[begin Provided data]

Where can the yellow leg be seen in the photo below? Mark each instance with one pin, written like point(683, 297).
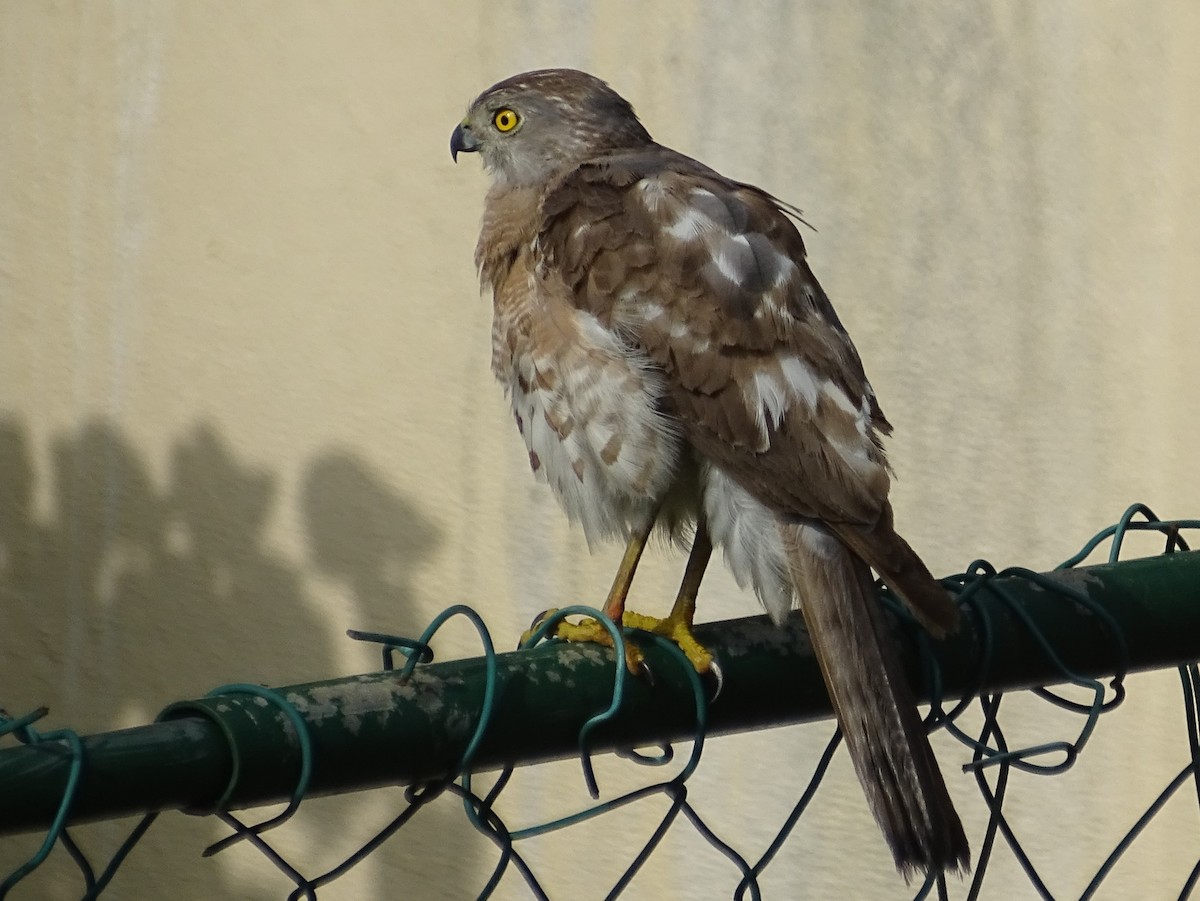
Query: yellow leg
point(677, 626)
point(591, 630)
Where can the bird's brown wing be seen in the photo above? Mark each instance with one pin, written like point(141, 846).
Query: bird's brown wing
point(708, 277)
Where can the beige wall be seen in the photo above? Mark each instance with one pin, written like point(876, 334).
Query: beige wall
point(245, 401)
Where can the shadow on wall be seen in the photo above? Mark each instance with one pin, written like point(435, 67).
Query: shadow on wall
point(130, 595)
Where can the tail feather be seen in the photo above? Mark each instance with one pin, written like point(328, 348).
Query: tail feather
point(874, 703)
point(903, 571)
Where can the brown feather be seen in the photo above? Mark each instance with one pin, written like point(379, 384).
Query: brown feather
point(874, 704)
point(667, 325)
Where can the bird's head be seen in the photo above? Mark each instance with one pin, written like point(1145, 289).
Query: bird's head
point(535, 126)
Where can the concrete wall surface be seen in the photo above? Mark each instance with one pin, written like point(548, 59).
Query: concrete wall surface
point(245, 401)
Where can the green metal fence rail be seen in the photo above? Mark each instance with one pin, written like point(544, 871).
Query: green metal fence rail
point(243, 748)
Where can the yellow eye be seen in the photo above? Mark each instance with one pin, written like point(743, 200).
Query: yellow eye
point(505, 120)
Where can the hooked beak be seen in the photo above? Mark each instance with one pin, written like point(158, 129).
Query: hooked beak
point(462, 142)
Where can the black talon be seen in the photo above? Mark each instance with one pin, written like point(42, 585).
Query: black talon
point(718, 677)
point(645, 672)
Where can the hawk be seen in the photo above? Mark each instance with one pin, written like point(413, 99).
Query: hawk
point(673, 362)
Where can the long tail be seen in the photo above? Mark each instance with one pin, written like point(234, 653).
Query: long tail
point(874, 703)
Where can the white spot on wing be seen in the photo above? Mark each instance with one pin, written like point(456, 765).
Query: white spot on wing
point(771, 402)
point(690, 224)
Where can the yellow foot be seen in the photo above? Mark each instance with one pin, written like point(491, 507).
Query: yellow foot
point(676, 630)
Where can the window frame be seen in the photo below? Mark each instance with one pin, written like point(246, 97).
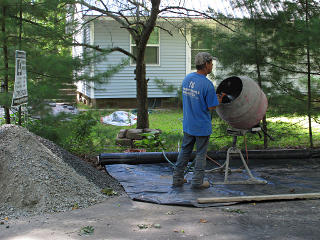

[end Provided data]

■ Work to be completed
Convert every line of the listing above into a JSON list of strings, one string per line, leaving out blank lines and the pictures.

■ Worked answer
[
  "Where can the yellow leg be seen in the photo below? Mark each instance with one pin, written like point(683, 297).",
  "Query: yellow leg",
  "point(677, 626)",
  "point(591, 630)",
  "Where can the bird's brown wing be seen in the photo above? Mark each instance with one pin, written like point(141, 846).",
  "Query: bird's brown wing",
  "point(708, 277)",
  "Where can the beige wall be seen in the photo above? Mark each instance with one pin, written like point(876, 334).",
  "Query: beige wall",
  "point(245, 401)",
  "Where can the shadow on wall be seen in the photo above? Mark each instance with one pin, written like point(435, 67).",
  "Query: shadow on wall",
  "point(130, 595)",
  "Where can the tail feather be seen in the photo above? Mark each instance with one pin, written like point(328, 348).",
  "Query: tail feather",
  "point(874, 703)",
  "point(903, 571)",
  "Where can the brown feather be seen in the photo above? Mark each instance with one pin, written like point(379, 384).",
  "Query: brown feather",
  "point(874, 704)",
  "point(667, 325)",
  "Where can the bird's head be seen in the photo above? Mark each instance with one pin, written like point(1145, 289).",
  "Query: bird's head",
  "point(535, 126)",
  "Where can the concrete wall surface be seen in the photo above? Mark each instance with one pin, written like point(548, 59).",
  "Query: concrete wall surface",
  "point(245, 401)",
  "Where can the green metal fence rail be seen in the photo above? Mark each instance with one pin, written like point(544, 871).",
  "Query: green metal fence rail",
  "point(243, 748)",
  "Where can the yellow eye be seen in the photo above? Mark each instance with one pin, written like point(743, 200).",
  "Query: yellow eye",
  "point(505, 120)",
  "Where can the hooked beak be seen in the photo above? Mark each instance with one pin, written like point(158, 129).",
  "Query: hooked beak",
  "point(462, 142)",
  "Where can the black talon be seen in the photo above? Mark each instance with one pin, written like point(42, 585).",
  "Query: black talon",
  "point(718, 677)",
  "point(645, 672)",
  "Where can the hawk be seen in the photo above? Mark each instance with one pin, written like point(413, 99).",
  "Query: hawk",
  "point(673, 362)",
  "Where can the long tail be seen in the photo above? Mark each instance with one pin, written like point(234, 653).",
  "Query: long tail",
  "point(874, 703)",
  "Where can the white spot on wing be seen in the photo above? Mark each instance with one pin, written like point(456, 765).",
  "Query: white spot on wing",
  "point(771, 402)",
  "point(690, 224)",
  "Where can the yellow foot be seen in the photo above? Mark each instance with one pin, written like point(491, 507).",
  "Query: yellow foot",
  "point(676, 630)",
  "Where can the window frame be seen in the photo below? Mark each instance with one pin, written like point(246, 97)."
]